Set task: Please pick up the mailing-list reply about running the time sync without blocking the UI, and continue it from its last sentence.

Document section:
┏━━

Nice work. I pushed the first 4 patches.

> If you drop me some quick pointers how to go about dispatching the set
> time operation to a separate or already existing background thread so it
> doesn't block the UI, I'll be happy to give that a whirl as well. As it
> stands now, the attempts at syncing time cause a five second delay if
> the agent does not come online. It would be nice to avoid that.
> 

Does it make the progress dialog spin for 5 seconds, or does it actually
block any interaction with the app? All the actions that you added
_set_time to should be invoked via threads in the UI portions of the
code, if they aren't then that's a bug in itself.

But if you wanted to avoid the sleep spin in _set_time, the way to do it
is to use timeout_add, which will invoke the passed function from the
main UI thread when the timeout is hit. Everywhere you have a
time.sleep(X) in the current code, you'd do

self.timeout_add(X * 1000, self._set_time, args)

In args, you'd pass how many iterations the loop has already done, so
you can track when to kill the timeout loop.

┗━━

Collected material:
┏━━

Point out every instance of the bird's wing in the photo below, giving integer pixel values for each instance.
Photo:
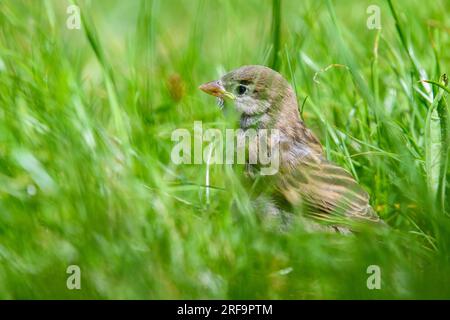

┗━━

Task answer:
As for for the configuration piece, I'd prefer not to add it at all
unless there's a really good reason. Yes hardcoding timeouts will always
mean we get it wrong in some case, but I don't think this is important
enough to justify 100 lines of code and UI to match, and the testing and
maintenance burden that entails. Plus I just don't expect many people
will ever change the setting unless I'm missing some specific case.

There is possible ways to make it not need a timeout, like watching for
the domain event when the agent is connected. It's probably tricky to
get it right.

Generally I'd rather jack up the timeout and use the timeout_add
behavior to hide it from the UI, then make this configurable.